[Location labeling records]
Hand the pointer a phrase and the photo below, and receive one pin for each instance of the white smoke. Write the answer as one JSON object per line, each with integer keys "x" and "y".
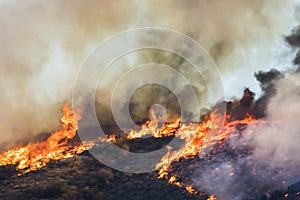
{"x": 274, "y": 163}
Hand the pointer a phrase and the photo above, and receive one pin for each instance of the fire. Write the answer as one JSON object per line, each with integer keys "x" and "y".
{"x": 196, "y": 137}
{"x": 36, "y": 155}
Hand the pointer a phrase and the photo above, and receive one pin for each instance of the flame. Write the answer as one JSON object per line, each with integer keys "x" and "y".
{"x": 212, "y": 197}
{"x": 197, "y": 138}
{"x": 36, "y": 155}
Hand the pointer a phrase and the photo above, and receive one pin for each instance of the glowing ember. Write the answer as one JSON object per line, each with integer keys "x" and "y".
{"x": 196, "y": 139}
{"x": 36, "y": 155}
{"x": 196, "y": 136}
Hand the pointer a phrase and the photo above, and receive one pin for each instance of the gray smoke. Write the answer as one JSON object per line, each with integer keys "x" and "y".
{"x": 43, "y": 45}
{"x": 273, "y": 162}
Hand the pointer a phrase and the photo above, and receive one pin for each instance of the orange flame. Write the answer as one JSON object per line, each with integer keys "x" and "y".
{"x": 36, "y": 155}
{"x": 196, "y": 136}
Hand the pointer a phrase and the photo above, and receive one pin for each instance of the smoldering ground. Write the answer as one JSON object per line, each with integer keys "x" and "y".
{"x": 44, "y": 44}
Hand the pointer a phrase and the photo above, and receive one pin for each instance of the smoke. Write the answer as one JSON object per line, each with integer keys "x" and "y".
{"x": 271, "y": 161}
{"x": 43, "y": 45}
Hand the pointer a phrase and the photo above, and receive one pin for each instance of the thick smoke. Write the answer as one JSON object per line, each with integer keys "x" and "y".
{"x": 43, "y": 45}
{"x": 267, "y": 160}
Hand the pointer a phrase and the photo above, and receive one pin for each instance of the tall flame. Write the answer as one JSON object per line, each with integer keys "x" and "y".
{"x": 196, "y": 136}
{"x": 36, "y": 155}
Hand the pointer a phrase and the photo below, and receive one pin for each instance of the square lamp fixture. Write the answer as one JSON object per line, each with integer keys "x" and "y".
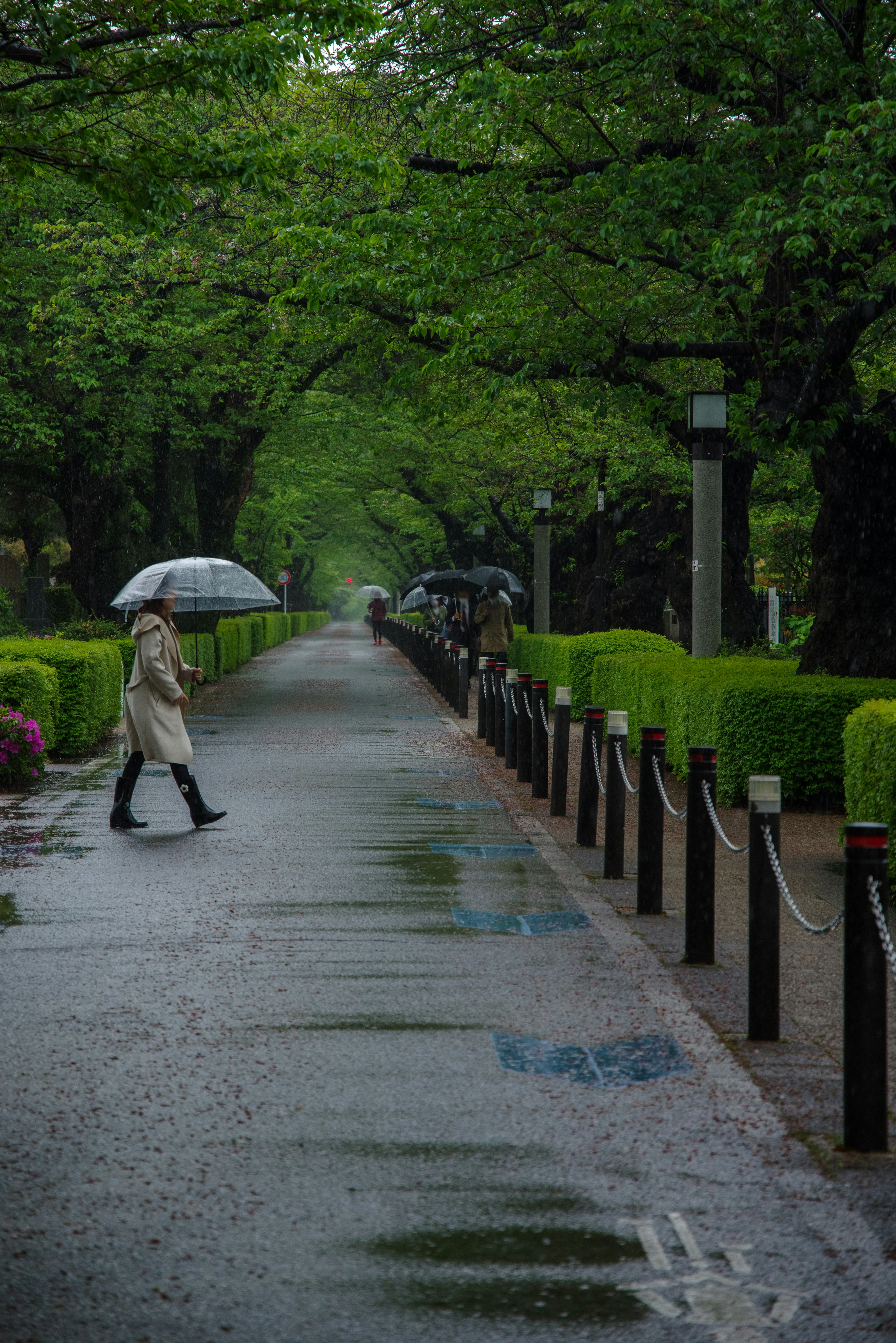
{"x": 707, "y": 410}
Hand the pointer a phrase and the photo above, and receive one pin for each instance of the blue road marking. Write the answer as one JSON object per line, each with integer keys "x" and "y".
{"x": 461, "y": 806}
{"x": 531, "y": 926}
{"x": 624, "y": 1064}
{"x": 486, "y": 851}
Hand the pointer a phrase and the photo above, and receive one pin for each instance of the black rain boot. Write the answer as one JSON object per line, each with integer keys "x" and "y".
{"x": 199, "y": 813}
{"x": 122, "y": 816}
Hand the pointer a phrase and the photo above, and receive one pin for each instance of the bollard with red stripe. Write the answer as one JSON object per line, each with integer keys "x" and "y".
{"x": 651, "y": 816}
{"x": 586, "y": 825}
{"x": 700, "y": 860}
{"x": 864, "y": 990}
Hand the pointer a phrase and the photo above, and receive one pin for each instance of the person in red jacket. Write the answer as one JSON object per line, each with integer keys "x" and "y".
{"x": 378, "y": 614}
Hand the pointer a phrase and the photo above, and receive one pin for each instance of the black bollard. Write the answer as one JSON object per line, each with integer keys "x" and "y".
{"x": 586, "y": 829}
{"x": 500, "y": 711}
{"x": 510, "y": 719}
{"x": 763, "y": 981}
{"x": 490, "y": 702}
{"x": 480, "y": 707}
{"x": 539, "y": 739}
{"x": 700, "y": 861}
{"x": 614, "y": 817}
{"x": 463, "y": 683}
{"x": 651, "y": 814}
{"x": 525, "y": 728}
{"x": 559, "y": 773}
{"x": 864, "y": 990}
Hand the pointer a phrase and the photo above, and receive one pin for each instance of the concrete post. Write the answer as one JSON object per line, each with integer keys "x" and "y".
{"x": 542, "y": 595}
{"x": 707, "y": 550}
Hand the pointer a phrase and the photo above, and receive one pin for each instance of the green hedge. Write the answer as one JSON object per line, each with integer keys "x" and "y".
{"x": 870, "y": 755}
{"x": 569, "y": 660}
{"x": 34, "y": 689}
{"x": 89, "y": 686}
{"x": 760, "y": 715}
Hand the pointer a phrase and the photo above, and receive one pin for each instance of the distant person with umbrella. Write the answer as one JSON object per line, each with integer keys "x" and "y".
{"x": 496, "y": 625}
{"x": 378, "y": 617}
{"x": 155, "y": 704}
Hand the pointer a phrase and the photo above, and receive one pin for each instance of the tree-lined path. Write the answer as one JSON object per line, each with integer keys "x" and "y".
{"x": 262, "y": 1084}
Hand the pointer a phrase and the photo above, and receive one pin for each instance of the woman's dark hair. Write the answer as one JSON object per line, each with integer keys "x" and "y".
{"x": 155, "y": 608}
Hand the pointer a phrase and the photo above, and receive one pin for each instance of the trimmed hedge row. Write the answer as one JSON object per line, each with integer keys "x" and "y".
{"x": 569, "y": 660}
{"x": 760, "y": 715}
{"x": 870, "y": 755}
{"x": 34, "y": 689}
{"x": 89, "y": 686}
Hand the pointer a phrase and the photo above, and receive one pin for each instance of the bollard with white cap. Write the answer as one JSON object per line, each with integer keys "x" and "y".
{"x": 586, "y": 826}
{"x": 463, "y": 683}
{"x": 700, "y": 860}
{"x": 480, "y": 710}
{"x": 763, "y": 992}
{"x": 562, "y": 711}
{"x": 525, "y": 727}
{"x": 864, "y": 990}
{"x": 539, "y": 738}
{"x": 510, "y": 719}
{"x": 651, "y": 819}
{"x": 614, "y": 819}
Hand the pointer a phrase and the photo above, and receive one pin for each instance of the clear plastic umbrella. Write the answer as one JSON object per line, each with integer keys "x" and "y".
{"x": 201, "y": 585}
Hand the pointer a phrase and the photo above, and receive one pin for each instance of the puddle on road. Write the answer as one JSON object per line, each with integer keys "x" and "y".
{"x": 527, "y": 1299}
{"x": 541, "y": 1245}
{"x": 9, "y": 912}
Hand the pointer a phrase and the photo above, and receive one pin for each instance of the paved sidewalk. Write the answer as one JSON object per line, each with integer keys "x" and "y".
{"x": 262, "y": 1084}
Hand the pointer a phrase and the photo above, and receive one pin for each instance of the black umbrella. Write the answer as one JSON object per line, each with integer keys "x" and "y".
{"x": 487, "y": 577}
{"x": 448, "y": 581}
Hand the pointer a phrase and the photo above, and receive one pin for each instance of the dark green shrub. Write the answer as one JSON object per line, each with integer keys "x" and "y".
{"x": 91, "y": 684}
{"x": 33, "y": 688}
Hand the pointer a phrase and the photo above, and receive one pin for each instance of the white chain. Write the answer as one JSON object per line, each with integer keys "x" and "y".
{"x": 623, "y": 769}
{"x": 717, "y": 824}
{"x": 672, "y": 812}
{"x": 782, "y": 888}
{"x": 880, "y": 919}
{"x": 597, "y": 766}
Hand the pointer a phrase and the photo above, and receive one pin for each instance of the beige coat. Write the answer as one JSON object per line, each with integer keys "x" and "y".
{"x": 496, "y": 625}
{"x": 154, "y": 721}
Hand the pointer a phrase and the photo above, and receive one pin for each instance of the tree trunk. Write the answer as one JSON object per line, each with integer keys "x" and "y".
{"x": 852, "y": 586}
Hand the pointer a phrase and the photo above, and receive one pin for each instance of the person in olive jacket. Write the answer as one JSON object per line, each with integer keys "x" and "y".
{"x": 496, "y": 625}
{"x": 155, "y": 704}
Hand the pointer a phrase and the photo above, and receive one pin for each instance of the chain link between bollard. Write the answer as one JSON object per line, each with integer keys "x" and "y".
{"x": 597, "y": 766}
{"x": 717, "y": 823}
{"x": 623, "y": 770}
{"x": 679, "y": 816}
{"x": 789, "y": 899}
{"x": 880, "y": 919}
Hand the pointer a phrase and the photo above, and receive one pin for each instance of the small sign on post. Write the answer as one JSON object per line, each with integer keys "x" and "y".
{"x": 283, "y": 579}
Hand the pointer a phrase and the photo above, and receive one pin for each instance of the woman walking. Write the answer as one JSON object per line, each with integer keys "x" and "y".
{"x": 154, "y": 714}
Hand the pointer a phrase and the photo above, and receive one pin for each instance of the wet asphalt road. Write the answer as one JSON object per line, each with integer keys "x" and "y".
{"x": 253, "y": 1075}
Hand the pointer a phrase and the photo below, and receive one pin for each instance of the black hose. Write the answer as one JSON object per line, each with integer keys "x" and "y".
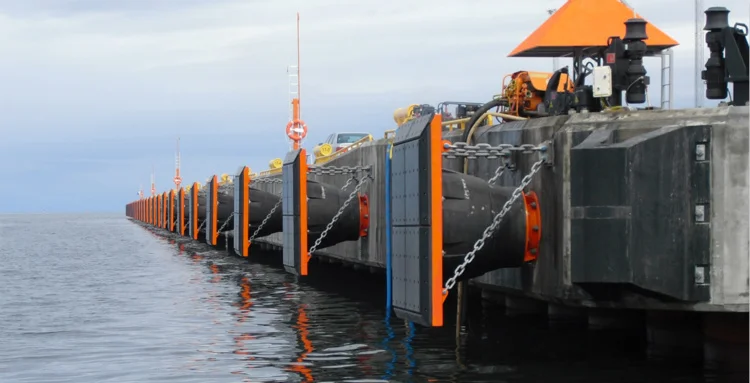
{"x": 478, "y": 114}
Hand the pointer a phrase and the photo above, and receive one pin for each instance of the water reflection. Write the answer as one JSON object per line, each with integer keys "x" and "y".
{"x": 332, "y": 328}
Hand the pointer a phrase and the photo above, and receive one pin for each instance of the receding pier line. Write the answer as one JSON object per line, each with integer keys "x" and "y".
{"x": 573, "y": 206}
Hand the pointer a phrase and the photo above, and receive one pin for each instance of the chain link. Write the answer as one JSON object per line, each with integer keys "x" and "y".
{"x": 225, "y": 223}
{"x": 334, "y": 170}
{"x": 348, "y": 182}
{"x": 462, "y": 149}
{"x": 490, "y": 230}
{"x": 263, "y": 223}
{"x": 338, "y": 214}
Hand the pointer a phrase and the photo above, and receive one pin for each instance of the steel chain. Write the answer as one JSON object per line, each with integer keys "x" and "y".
{"x": 225, "y": 223}
{"x": 462, "y": 149}
{"x": 263, "y": 223}
{"x": 490, "y": 230}
{"x": 338, "y": 214}
{"x": 348, "y": 182}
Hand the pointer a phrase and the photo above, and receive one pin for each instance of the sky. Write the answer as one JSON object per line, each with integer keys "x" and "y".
{"x": 96, "y": 92}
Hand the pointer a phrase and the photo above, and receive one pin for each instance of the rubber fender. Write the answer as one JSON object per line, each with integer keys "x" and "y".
{"x": 469, "y": 206}
{"x": 324, "y": 201}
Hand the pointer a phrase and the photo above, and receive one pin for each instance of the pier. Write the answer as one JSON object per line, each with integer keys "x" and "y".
{"x": 575, "y": 206}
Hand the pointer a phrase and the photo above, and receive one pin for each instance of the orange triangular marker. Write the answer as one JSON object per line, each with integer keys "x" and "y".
{"x": 585, "y": 24}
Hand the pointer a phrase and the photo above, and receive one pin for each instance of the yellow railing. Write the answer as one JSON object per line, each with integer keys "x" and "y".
{"x": 355, "y": 145}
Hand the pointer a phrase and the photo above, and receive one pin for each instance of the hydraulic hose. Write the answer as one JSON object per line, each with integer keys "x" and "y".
{"x": 480, "y": 113}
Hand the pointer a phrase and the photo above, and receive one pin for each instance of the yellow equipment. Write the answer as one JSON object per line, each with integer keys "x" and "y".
{"x": 226, "y": 179}
{"x": 275, "y": 163}
{"x": 402, "y": 115}
{"x": 323, "y": 150}
{"x": 525, "y": 91}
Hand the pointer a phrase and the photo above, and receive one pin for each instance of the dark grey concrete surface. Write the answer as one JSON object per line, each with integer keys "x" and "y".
{"x": 550, "y": 277}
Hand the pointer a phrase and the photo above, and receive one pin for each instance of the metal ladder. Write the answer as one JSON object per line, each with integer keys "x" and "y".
{"x": 667, "y": 78}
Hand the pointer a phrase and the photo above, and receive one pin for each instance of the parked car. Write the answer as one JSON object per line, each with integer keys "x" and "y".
{"x": 340, "y": 141}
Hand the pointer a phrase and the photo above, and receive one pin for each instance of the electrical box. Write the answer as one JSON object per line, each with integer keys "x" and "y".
{"x": 602, "y": 81}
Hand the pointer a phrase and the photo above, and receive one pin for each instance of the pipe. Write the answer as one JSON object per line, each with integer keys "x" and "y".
{"x": 479, "y": 115}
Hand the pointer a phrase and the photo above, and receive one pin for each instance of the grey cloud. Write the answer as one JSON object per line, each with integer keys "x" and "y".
{"x": 98, "y": 88}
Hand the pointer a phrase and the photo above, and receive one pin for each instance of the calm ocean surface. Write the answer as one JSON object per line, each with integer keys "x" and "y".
{"x": 97, "y": 298}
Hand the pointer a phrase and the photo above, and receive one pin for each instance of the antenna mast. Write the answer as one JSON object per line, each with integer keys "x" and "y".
{"x": 177, "y": 179}
{"x": 296, "y": 128}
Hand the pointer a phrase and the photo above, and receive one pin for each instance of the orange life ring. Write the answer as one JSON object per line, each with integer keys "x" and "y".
{"x": 295, "y": 134}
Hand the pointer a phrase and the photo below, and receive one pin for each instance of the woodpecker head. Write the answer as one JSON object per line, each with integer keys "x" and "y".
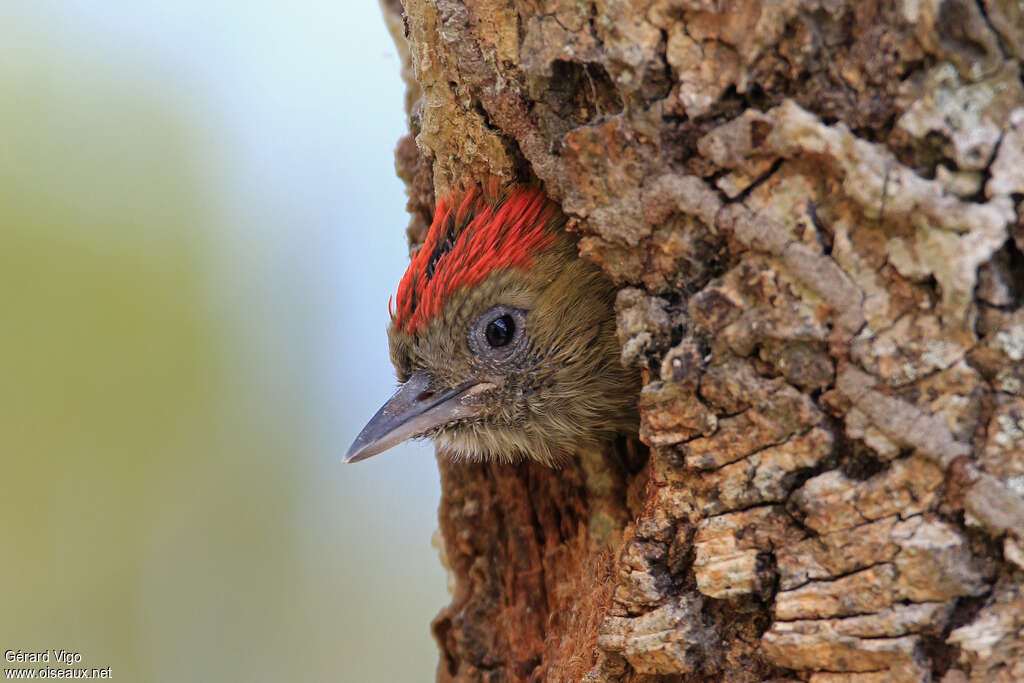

REQUIRED WORK:
Collect every line in the rows above that contains the string "woman", and copy each of those lines in full.

RIGHT ANSWER:
Hand the pointer a phrase and the photo above, and receive one pin for each instance of the woman's dark hair. Write the answer as one JSON object per line, each with integer keys "x" and "y".
Hand the pointer a phrase and the photo above, and receive one pin for each instance of the woman walking. Write the answer as one JSON object per line, each with integer keys "x" and "y".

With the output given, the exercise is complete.